--- Records ---

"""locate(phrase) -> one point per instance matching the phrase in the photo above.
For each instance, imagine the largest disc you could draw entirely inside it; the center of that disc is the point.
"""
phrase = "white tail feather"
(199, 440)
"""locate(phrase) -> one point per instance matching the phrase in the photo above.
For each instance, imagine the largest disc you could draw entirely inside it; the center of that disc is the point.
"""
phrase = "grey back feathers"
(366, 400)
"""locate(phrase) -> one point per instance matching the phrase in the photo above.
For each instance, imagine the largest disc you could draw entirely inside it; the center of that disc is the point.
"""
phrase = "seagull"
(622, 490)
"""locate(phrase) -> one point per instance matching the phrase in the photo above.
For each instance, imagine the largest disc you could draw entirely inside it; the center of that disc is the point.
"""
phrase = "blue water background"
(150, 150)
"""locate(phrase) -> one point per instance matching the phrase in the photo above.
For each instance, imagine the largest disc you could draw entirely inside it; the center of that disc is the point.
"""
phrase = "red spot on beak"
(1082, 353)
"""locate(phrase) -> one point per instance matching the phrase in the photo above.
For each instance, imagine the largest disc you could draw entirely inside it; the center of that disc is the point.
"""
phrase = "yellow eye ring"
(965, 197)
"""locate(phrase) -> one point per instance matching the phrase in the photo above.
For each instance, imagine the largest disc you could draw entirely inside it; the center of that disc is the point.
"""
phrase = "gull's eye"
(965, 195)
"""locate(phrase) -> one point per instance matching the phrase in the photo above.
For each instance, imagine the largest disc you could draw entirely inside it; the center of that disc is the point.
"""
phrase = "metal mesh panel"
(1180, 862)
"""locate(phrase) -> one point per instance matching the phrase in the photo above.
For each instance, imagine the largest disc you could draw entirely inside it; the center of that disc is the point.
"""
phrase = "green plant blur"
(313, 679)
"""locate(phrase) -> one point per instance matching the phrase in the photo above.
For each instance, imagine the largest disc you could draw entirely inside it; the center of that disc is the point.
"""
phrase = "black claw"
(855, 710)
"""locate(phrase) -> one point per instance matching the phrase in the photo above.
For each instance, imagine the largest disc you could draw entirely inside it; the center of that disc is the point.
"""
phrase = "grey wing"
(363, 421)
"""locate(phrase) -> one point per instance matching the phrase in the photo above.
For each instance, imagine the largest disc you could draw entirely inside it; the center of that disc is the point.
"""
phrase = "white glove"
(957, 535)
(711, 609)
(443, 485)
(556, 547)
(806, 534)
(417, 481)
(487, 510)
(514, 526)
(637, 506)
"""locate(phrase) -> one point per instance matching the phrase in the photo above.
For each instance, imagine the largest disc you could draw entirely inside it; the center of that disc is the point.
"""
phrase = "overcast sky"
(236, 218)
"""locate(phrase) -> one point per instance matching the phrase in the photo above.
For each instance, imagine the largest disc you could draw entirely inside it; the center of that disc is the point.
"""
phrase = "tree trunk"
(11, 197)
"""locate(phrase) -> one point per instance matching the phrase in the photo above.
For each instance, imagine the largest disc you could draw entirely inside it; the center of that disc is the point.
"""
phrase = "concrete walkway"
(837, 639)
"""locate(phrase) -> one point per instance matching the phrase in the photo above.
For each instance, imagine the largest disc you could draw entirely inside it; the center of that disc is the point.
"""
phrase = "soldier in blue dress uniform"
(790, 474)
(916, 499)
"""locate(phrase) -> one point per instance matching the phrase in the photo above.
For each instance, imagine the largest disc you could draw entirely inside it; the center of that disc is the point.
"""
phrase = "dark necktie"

---

→ **What the task requires**:
Line by line, copy the data above exactly as it reads.

→ **Completed task**:
"""locate(phrase) -> one point per instance matching the phrase in the photo above.
For each instance, imagine the largest disc you could draw entirely inside it; the center of that disc is the point.
"""
phrase = "white tail feather"
(199, 440)
"""locate(phrase) -> one point per instance matching the phrase in the photo above.
For each instance, imagine the largest disc you could draw entirely inside it; the center of that disc is the point.
"""
phrase = "grey back feathers"
(366, 400)
"""locate(phrase) -> one point per instance matching the phrase in the photo above.
For each instance, imagine the largest disc you could draw entirely inside it; the center of that disc is the point.
"""
phrase = "seagull"
(622, 490)
"""locate(phrase) -> one point per instance matching the phrase in the photo above.
For each instance, imagine the largest disc you could draw entirely inside it; the center of that disc is the point.
"""
phrase = "blue water background"
(150, 150)
"""locate(phrase) -> one point per instance matching the phrase in the photo above.
For each instance, imagine the largest disc you could draw entirely inside it; the center of that disc is the point.
"""
phrase = "red spot on beak"
(1082, 353)
"""locate(phrase) -> one point per instance matching the phrase in the photo above.
For each instance, imagine the largest disc you could draw entirely inside it; the center of that disc is the point.
"""
phrase = "yellow eye ring"
(965, 197)
"""locate(phrase) -> one point per instance matching the phrase in the photo above.
For each instance, imagine the largest disc you could draw entirely inside it; the center of that disc is the point.
"""
phrase = "gull's eye"
(965, 195)
"""locate(phrase) -> one point per instance matching the phrase in the photo above.
For each instance, imagine the largest disc you could draw entirely inside it; the center of that disc is the point.
"""
phrase = "metal mesh panel"
(1180, 862)
"""locate(phrase) -> one point per instance matching the phrase in the photo above.
For each instance, imagine the largest disc you could draw entirely inside it; the center of that disc is the point.
"""
phrase = "green plant blur"
(313, 679)
"""locate(phrase) -> one point per instance matching the phrase in the photo above.
For each instance, imagine the largest disc you could draw entirely inside it; the center of that disc is the point.
"""
phrase = "black claw"
(855, 710)
"""locate(phrase) -> one point per instance matching the phrase in the photo above.
For each instance, imagine the largest disc you could draw entirely inside it; the center of that disc is the point.
"""
phrase = "grey wing"
(363, 421)
"""locate(phrase) -> one point per instance matching the phrase in the photo above.
For each instance, imagine the largest disc you could draw entirely inside it; the center of that disc is the point.
"""
phrase = "white glove"
(957, 535)
(711, 609)
(443, 485)
(556, 547)
(806, 534)
(417, 481)
(487, 510)
(514, 526)
(637, 506)
"""locate(phrase) -> one point per instance matching the phrase in the photo above.
For each instance, imagine the largest disc you could draw entirely inside it; the center of that disc is the point.
"""
phrase = "overcast sky"
(236, 218)
"""locate(phrase) -> one point per instance matching the phrase in the photo above.
For each instance, imagine the largest disc you could draw entirely inside it; the center of that disc is the point.
"""
phrase = "tree trunk"
(11, 197)
"""locate(phrase) -> one point per instance matching the phrase in the photo above.
For each instance, imagine the largest disc you could draw entirely inside it; the center of that disc is the point.
"""
phrase = "concrete walkway"
(837, 639)
"""locate(phrase) -> one point per instance matching the phrase in the photo above.
For each instance, imagine the largest disc you could draw entirely inside it; the center of that disc is the point.
"""
phrase = "soldier in blue dress uniform"
(790, 474)
(916, 499)
"""locate(phrase) -> one point per instance matching the phrase in the photo above.
For each instance, imagine the largest disc you could draw entirely inside it; the center of that disc is the point.
"""
phrase = "dark necktie"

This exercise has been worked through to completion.